__What is needed__. Scan the entries for the word "blurred" and report how many lines contain it, as a number with no other words.

*** Opening of Record extracts ***

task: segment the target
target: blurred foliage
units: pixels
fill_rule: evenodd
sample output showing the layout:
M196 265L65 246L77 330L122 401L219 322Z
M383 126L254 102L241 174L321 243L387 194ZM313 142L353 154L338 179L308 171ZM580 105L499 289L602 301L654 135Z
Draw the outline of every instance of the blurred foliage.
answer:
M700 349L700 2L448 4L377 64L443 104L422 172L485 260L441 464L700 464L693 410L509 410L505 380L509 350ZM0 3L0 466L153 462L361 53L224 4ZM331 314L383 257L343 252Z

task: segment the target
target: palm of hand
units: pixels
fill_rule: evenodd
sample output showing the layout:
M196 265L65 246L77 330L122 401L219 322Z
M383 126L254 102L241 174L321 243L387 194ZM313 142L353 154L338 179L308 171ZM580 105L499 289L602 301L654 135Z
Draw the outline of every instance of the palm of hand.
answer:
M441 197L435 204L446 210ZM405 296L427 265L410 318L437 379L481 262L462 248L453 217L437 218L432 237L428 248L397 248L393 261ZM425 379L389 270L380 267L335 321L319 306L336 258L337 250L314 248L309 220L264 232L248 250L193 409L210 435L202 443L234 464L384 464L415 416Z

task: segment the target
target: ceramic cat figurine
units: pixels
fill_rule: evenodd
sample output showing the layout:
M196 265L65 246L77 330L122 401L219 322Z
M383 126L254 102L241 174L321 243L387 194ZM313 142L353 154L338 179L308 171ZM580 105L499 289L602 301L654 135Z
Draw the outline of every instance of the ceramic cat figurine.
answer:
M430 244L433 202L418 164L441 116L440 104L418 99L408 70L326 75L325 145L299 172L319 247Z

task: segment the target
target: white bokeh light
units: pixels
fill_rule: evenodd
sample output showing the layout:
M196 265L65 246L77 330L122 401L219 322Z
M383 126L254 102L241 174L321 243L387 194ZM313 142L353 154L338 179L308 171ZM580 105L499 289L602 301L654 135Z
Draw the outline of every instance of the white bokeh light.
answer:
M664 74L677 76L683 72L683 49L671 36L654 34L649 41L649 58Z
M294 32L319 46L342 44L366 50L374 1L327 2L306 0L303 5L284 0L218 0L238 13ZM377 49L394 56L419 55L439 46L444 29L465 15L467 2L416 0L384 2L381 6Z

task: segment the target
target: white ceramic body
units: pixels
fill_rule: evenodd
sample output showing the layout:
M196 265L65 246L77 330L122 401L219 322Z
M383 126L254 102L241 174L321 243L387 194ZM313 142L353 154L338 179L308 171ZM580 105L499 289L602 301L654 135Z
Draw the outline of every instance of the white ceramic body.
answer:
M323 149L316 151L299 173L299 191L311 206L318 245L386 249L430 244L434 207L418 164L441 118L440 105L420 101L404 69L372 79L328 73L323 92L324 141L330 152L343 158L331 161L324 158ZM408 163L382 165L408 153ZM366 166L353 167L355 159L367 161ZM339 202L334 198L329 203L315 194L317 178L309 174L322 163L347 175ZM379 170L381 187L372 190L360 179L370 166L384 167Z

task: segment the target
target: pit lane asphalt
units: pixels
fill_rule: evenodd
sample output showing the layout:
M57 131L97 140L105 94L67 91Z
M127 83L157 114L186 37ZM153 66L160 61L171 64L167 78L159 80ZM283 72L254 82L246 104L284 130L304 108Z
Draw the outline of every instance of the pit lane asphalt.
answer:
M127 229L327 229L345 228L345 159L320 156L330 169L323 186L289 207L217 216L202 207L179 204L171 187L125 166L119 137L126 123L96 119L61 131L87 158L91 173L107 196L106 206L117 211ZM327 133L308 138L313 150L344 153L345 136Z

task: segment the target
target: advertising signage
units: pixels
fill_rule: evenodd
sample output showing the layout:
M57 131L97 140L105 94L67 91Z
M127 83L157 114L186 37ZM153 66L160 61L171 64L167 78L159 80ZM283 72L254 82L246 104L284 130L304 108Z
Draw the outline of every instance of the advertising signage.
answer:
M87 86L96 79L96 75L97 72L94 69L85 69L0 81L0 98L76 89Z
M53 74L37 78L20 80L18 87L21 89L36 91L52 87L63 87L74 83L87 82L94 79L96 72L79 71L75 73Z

*** Close of Record extracts ***

__Solution to this task__. 2